Data extracted from a collection
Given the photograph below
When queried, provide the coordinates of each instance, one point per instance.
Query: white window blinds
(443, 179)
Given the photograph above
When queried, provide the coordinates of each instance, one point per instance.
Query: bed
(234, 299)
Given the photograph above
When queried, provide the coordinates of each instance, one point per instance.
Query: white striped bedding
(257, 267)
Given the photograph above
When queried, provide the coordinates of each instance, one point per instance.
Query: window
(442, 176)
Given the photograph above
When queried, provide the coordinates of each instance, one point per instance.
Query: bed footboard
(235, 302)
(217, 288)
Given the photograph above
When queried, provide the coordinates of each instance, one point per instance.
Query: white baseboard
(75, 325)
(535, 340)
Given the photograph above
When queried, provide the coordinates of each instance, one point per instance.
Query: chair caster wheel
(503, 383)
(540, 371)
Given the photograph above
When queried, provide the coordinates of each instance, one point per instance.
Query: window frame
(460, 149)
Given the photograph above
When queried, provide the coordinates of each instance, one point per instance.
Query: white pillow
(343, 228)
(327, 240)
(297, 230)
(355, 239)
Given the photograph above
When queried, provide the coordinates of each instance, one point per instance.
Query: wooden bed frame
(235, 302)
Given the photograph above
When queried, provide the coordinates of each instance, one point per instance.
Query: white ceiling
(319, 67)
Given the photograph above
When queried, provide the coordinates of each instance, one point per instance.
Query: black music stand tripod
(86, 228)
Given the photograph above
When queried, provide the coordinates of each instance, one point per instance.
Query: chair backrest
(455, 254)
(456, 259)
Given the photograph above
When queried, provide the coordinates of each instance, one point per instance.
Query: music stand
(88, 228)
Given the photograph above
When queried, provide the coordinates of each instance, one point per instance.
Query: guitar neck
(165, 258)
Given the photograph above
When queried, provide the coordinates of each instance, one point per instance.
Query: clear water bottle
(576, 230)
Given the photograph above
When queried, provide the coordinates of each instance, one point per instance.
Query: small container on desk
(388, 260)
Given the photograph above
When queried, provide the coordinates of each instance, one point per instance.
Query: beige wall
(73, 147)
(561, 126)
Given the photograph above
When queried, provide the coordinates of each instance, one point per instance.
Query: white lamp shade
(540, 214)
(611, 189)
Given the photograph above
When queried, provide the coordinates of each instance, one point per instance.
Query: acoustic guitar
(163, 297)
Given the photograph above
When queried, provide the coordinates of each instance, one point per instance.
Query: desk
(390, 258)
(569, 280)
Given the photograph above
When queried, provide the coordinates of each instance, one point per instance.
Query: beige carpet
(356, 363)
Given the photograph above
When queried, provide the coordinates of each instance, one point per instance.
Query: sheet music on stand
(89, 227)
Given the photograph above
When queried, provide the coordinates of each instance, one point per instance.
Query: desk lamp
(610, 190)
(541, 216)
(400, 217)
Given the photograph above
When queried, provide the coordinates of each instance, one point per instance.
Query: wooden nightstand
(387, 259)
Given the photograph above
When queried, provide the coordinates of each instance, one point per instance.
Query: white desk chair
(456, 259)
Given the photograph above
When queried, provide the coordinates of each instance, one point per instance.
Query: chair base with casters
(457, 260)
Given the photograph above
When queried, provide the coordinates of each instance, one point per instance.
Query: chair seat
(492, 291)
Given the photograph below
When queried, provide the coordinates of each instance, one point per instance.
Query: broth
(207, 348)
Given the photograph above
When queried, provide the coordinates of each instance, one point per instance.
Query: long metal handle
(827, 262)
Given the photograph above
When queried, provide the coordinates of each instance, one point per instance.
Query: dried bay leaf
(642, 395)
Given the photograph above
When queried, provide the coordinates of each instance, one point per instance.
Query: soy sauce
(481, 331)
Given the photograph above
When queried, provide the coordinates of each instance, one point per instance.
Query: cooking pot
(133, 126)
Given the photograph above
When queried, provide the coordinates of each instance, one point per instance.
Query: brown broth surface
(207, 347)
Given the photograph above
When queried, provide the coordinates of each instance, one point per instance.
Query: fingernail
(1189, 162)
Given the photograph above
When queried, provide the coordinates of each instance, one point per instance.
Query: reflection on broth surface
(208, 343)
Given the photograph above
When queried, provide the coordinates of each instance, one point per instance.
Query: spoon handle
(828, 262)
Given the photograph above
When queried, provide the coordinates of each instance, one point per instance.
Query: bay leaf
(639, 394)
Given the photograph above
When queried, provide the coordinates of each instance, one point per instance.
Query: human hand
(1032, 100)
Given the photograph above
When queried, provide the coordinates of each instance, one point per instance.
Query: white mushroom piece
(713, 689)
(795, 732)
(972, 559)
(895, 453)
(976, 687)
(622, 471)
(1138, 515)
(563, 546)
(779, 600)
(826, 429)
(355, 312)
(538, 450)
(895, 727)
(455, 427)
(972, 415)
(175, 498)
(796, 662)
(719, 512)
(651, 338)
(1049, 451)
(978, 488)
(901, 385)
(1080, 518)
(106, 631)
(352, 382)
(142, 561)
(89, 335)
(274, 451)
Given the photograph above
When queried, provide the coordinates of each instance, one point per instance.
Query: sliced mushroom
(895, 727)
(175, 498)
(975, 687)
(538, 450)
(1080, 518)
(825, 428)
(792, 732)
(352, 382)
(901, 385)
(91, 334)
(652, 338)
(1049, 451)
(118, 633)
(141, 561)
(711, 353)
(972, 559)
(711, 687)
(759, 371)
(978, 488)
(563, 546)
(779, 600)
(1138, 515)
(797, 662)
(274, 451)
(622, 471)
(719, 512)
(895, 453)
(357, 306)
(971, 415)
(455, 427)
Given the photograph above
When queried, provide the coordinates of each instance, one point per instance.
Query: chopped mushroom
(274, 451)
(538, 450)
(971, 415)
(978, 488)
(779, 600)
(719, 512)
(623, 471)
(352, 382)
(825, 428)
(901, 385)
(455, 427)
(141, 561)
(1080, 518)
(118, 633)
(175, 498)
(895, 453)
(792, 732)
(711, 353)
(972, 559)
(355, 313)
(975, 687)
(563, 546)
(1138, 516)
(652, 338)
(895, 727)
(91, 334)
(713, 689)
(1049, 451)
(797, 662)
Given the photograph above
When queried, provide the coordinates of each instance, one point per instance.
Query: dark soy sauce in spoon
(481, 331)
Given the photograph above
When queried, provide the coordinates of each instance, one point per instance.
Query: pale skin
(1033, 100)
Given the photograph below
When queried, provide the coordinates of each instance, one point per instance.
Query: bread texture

**Task statement:**
Could you set down every line above exactly as written?

**Answer to this exercise:**
Given the photograph below
When queried, provide the coordinates of each instance, one point per instance.
Query: white window blinds
(443, 179)
Given the photograph above
When queried, provide the coordinates of each instance, one point per instance.
Query: bed
(234, 299)
Given the photograph above
When queried, provide the coordinates of each instance, one point per instance.
Query: white striped bedding
(257, 267)
Given the photograph above
When queried, provide the coordinates of each instance, one point per instance.
Query: window
(442, 176)
Given the photograph above
When queried, provide the coordinates of each instance, one point per instance.
Query: bed footboard
(235, 302)
(217, 288)
Given the photograph above
When queried, provide the coordinates of each instance, one point per instance.
Query: white baseboard
(75, 325)
(535, 340)
Given the photograph above
When queried, provide the coordinates of each instance, one point per instance.
Query: chair caster wheel
(503, 383)
(540, 371)
Given the photograph above
When queried, provide the coordinates of each instance, one point per instance.
Query: window frame
(460, 149)
Given the photograph above
When queried, provide the coordinates of each instance, one point per instance.
Query: white pillow
(343, 228)
(327, 240)
(297, 230)
(355, 239)
Given the photograph above
When queried, provide the coordinates of each instance, one point per instance.
Query: wooden bed frame
(235, 302)
Given the photograph above
When queried, provide the coordinates of each instance, one point per instance.
Query: white ceiling
(319, 67)
Given the photograph above
When queried, provide the coordinates of each instance, one point per instance.
Query: black music stand tripod
(86, 228)
Given the photograph above
When queried, provide the coordinates of each instance, one point per instance.
Query: chair backrest
(455, 254)
(456, 259)
Given the photograph above
When queried, provide the coordinates of each instance, one point per instance.
Query: music stand
(88, 228)
Given the photograph above
When queried, provide the coordinates of each instance, one point per instance.
Query: guitar neck
(165, 258)
Given the photograph above
When queried, provide the coordinates of each instance, one point per instance.
Query: clear water bottle
(576, 230)
Given the photograph above
When queried, provide the coordinates of each instance, one point per instance.
Query: small container on desk
(388, 260)
Given the photograph above
When queried, provide the coordinates of each instance, one point per instance.
Query: beige wall
(73, 147)
(561, 126)
Given the photograph above
When queried, provide the coordinates of each instance, one point per instance.
Query: white lamp shade
(540, 214)
(611, 189)
Given the photograph above
When queried, provide the coordinates of each instance, one point per instance.
Query: acoustic guitar
(163, 297)
Given the photograph above
When queried, provide the coordinates of each instance, one point per instance.
Query: desk
(390, 258)
(569, 280)
Given the photograph above
When queried, provide the coordinates of each instance, one point per instance.
Query: beige carpet
(356, 363)
Given the photograph above
When queried, provide the coordinates of each instance, one point per instance.
Query: sheet music on stand
(89, 227)
Given the photograph above
When queried, provide the coordinates of each instance, one point per instance.
Query: desk lamp
(610, 190)
(541, 216)
(400, 217)
Given the photograph above
When queried, provide the coordinates of each instance, one point per instance.
Query: wooden nightstand
(387, 259)
Given the photograph above
When queried, provide the coordinates of each instance, one point per instance.
Query: white desk chair
(456, 259)
Given the photograph above
When queried, provide the coordinates of each instance, one point per instance.
Query: chair base with casters
(457, 260)
Given the photograph above
When queried, provide the coordinates of each instance, one point per instance.
Query: chair seat
(492, 291)
Given the photograph below
When queried, provide the coordinates of each instance, one point per instance.
Query: broth
(207, 348)
Given the photograph above
When queried, provide the coordinates of each instance, one point per instance.
Query: long metal handle
(827, 262)
Given the photograph above
When queried, provide the coordinates of each instance, one point per instance.
Query: dried bay leaf
(642, 395)
Given the photograph above
When queried, provide the coordinates of each instance, one point per instance.
Query: soy sauce
(481, 331)
Given the photograph above
When queried, provide the coordinates of each instance, one point per instance.
Query: cooking pot
(133, 126)
Given the photograph above
When queried, provide the coordinates of each instance, one point per instance.
Query: brown broth surface
(207, 347)
Given the photograph above
When queried, provide the coordinates of each instance, one point per instance.
Query: fingernail
(1189, 162)
Given the photograph above
When queried, provide the coordinates of each instance, one point per instance.
Query: reflection on broth surface
(208, 343)
Given the photograph above
When queried, provide the coordinates of each instance, one point per instance.
Query: spoon handle
(828, 262)
Given the photograph above
When queried, provide the coordinates of each instance, one point per instance.
Query: bay leaf
(639, 394)
Given the photograph above
When queried, provide the coordinates of each instance, one point per instance.
Query: human hand
(1032, 100)
Given the photograph above
When queried, provide the coordinates of each instance, one point per instance.
Query: white mushroom piece
(713, 689)
(795, 732)
(972, 559)
(895, 453)
(976, 687)
(622, 471)
(1138, 515)
(563, 546)
(779, 600)
(826, 429)
(355, 312)
(538, 450)
(895, 727)
(455, 427)
(972, 415)
(175, 498)
(796, 662)
(719, 512)
(651, 338)
(1049, 451)
(978, 488)
(901, 385)
(1080, 518)
(106, 631)
(352, 382)
(142, 561)
(89, 335)
(274, 451)
Given the photograph above
When queried, provide the coordinates of each instance, one point per instance.
Query: sliced mushroom
(895, 727)
(175, 498)
(975, 687)
(538, 450)
(1080, 518)
(825, 428)
(792, 732)
(352, 382)
(901, 385)
(91, 334)
(652, 338)
(1049, 451)
(118, 633)
(141, 561)
(711, 353)
(972, 559)
(711, 687)
(759, 371)
(978, 488)
(563, 546)
(779, 600)
(1138, 515)
(797, 662)
(274, 451)
(622, 471)
(719, 512)
(895, 453)
(357, 306)
(971, 415)
(455, 427)
Given the photograph above
When queried, provide the coordinates of each instance, one point per instance.
Query: chopped mushroom
(274, 451)
(538, 450)
(971, 415)
(978, 488)
(779, 600)
(719, 512)
(623, 471)
(352, 382)
(825, 428)
(901, 385)
(455, 427)
(141, 561)
(1080, 518)
(118, 633)
(175, 498)
(895, 453)
(792, 732)
(711, 353)
(972, 559)
(355, 313)
(975, 687)
(563, 546)
(1138, 516)
(652, 338)
(895, 727)
(91, 334)
(713, 689)
(1049, 451)
(797, 662)
Given the photograph above
When queried, provide the coordinates of each instance, one point per instance.
Query: dark soy sauce in spoon
(481, 331)
Given the photograph above
When queried, provide the coordinates of each instance, one point per instance.
Query: pale skin
(1033, 100)
Given the photograph below
When queried, provide the coordinates of each instance, one point per instance.
Query: bread texture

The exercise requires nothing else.